[[ EXTRACTED TEXT, beginning ]]

Complete sequences of cDNA clones CC6 (WC1-6), CC7 (WC1-7), CC12 (WC1-12), CCnd1 (WC1-nd1) and CCnd2 (WC1-nd2) , continued . Deduced amino acids sequence from the coding sequences of WC1-1, WC1-2, WC1-8, and WC1-13, and the archetypal WC1 sequence (WC1.1) were aligned using ClustalW2 and the default parameters and refined manually. GenBank accession numbers for amino acid sequences used for comparison are described in Materials and Methods. Identities are indicated by dots (.), gaps resulting from the alignment are indicated by tildes (~), gaps resulting from lack of genomic sequence (when the gaps were found adjacent and not within a coding region) are indicated by dashes (-). SRCR domains are indicated in Roman numerals and the transmembrane region is shown underlined for archetypal WC1 sequence.

The results also confirmed and extended our previous observations that most WC1 transcripts display alternative splicing of coding exons given that domain 1 sequence of all 13 WC1 genes could be amplified from the smaller (as well as the larger) bands [3].

Complete coding sequences for the annotated WC1-6, WC1-7 and WC1-12genes

To confirm complete sequences for transcripts (i.e. cDNA clones) representing the complete coding sequences of WC1-6, WC1-7 and WC1-12, the template material described in the previous section was used. Forward primers specific for domain 1’s of WC1-6, WC1-7 and WC1-12 (Figure 1) were combined with the common reverse primer in the intracytoplasmic tail (Figure 4) [3] and used to successfully amplify the material extracted from the 4.4 kb band described above. The PCR products were sequenced and the deduced amino acid sequences were aligned with the archetypal WC1.1 sequence (now known as WC1-3) (Figure 5 and Figure 6). The percent identities were calculated based on those alignments (Table 3) and showed that indeed these represent the complete coding sequence for WC1-6, WC1-7 and WC1-12.

Table 3 cDNA evidence for transcription of WC1-6 , WC1-7 , WC1-12 , WC1-nd1 and WC1-nd2 a

WC1-nd2 is WC1-8

Using the templates generated above and the forward primer specific for WC1-nd2 domain 1 sequence (Figure 1), coding sequence for WC1-nd2 was obtained from the 4.4 kb amplified material. This sequence was compared to the partially annotated WC1-8 sequence and found to be identical. Thus, despite the fact that domain 1 and 2 sequence for WC1-8 was unavailable due to gaps in the genome (Table 2, [3]) we have re-classified WC1-nd2 as WC1-8 and henceforth will refer to it as such.

[[ EXTRACTED TEXT, end ]]
[[ DATASET CONTENT, beginning ]]

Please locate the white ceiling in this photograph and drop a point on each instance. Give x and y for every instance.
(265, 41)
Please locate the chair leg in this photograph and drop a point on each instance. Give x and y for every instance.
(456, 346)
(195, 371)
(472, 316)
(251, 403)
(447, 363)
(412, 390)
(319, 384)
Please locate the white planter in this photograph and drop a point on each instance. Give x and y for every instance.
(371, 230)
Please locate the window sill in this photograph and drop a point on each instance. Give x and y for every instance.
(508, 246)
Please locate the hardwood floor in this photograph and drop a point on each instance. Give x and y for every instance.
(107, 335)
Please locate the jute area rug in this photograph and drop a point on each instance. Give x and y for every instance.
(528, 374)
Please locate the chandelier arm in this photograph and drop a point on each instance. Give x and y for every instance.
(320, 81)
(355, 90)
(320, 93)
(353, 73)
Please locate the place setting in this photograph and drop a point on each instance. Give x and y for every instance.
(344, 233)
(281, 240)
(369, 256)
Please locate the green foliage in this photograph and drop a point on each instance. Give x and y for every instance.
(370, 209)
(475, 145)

[[ DATASET CONTENT, end ]]

WHAT THE TASK REQUIRES: Rewrite the text on the WC1 cDNA sequences starting at "Complete sequences of" and ending at "archetypal WC1 sequence.", with "ClustalW2" changed to "MUSCLE". The items have no role in this work.

THE ANSWER:
Complete sequences of cDNA clones CC6 (WC1-6), CC7 (WC1-7), CC12 (WC1-12), CCnd1 (WC1-nd1) and CCnd2 (WC1-nd2) , continued . Deduced amino acids sequence from the coding sequences of WC1-1, WC1-2, WC1-8, and WC1-13, and the archetypal WC1 sequence (WC1.1) were aligned using MUSCLE and the default parameters and refined manually. GenBank accession numbers for amino acid sequences used for comparison are described in Materials and Methods. Identities are indicated by dots (.), gaps resulting from the alignment are indicated by tildes (~), gaps resulting from lack of genomic sequence (when the gaps were found adjacent and not within a coding region) are indicated by dashes (-). SRCR domains are indicated in Roman numerals and the transmembrane region is shown underlined for archetypal WC1 sequence.